Without leaving out a single line, restate the entries below exactly.
(Beginning of Task data)
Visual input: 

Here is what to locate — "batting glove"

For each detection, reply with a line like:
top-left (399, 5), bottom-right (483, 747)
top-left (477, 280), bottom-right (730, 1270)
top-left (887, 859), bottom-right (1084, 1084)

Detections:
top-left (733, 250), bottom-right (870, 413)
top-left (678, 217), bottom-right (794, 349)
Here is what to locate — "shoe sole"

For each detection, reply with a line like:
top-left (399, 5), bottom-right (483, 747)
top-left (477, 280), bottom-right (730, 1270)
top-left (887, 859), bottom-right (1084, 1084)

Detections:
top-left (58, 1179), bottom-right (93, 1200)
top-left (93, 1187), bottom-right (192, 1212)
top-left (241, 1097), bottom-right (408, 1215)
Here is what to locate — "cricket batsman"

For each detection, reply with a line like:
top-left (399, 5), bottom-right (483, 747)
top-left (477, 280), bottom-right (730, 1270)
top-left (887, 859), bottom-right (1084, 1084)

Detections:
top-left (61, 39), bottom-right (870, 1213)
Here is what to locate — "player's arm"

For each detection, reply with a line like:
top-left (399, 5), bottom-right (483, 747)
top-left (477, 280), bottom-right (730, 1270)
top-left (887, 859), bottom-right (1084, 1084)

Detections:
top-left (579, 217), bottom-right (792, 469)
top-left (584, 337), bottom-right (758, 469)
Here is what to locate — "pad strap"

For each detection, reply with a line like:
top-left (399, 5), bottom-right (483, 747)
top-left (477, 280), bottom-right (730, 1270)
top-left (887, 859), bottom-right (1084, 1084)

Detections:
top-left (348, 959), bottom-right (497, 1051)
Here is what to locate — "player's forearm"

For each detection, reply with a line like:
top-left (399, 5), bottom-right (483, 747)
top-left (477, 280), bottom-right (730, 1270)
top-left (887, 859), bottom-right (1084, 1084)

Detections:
(End of Task data)
▸ Output of the exercise:
Visual input: 

Here is what to locate — "batting glove"

For each detection, reply with a line like:
top-left (399, 5), bottom-right (483, 747)
top-left (477, 280), bottom-right (730, 1270)
top-left (887, 859), bottom-right (1084, 1084)

Detections:
top-left (733, 250), bottom-right (870, 413)
top-left (678, 217), bottom-right (794, 349)
Here is what to locate — "shoe sole"

For each detection, reply with a line like:
top-left (399, 5), bottom-right (483, 747)
top-left (477, 280), bottom-right (730, 1270)
top-left (887, 859), bottom-right (1084, 1084)

Detections:
top-left (58, 1179), bottom-right (93, 1200)
top-left (93, 1187), bottom-right (192, 1212)
top-left (241, 1097), bottom-right (408, 1215)
Here is what to locate — "cricket batsman"

For each detection, reply with a line like:
top-left (399, 5), bottom-right (483, 747)
top-left (477, 280), bottom-right (730, 1270)
top-left (887, 859), bottom-right (1084, 1084)

Detections:
top-left (61, 39), bottom-right (870, 1213)
Here is what to locate — "player's arm"

For each detection, reply with a line like:
top-left (399, 5), bottom-right (483, 747)
top-left (477, 280), bottom-right (730, 1270)
top-left (887, 859), bottom-right (1084, 1084)

Detections:
top-left (579, 217), bottom-right (792, 469)
top-left (584, 337), bottom-right (758, 469)
Here is what to locate — "pad strap"

For each detection, reply with a line like:
top-left (399, 5), bottom-right (483, 747)
top-left (477, 280), bottom-right (730, 1270)
top-left (887, 859), bottom-right (1084, 1084)

Detections:
top-left (348, 959), bottom-right (497, 1051)
Here is what to locate — "player's forearm"

For each detection, reply with a line like:
top-left (399, 5), bottom-right (483, 747)
top-left (477, 280), bottom-right (730, 1270)
top-left (887, 859), bottom-right (1084, 1084)

Detections:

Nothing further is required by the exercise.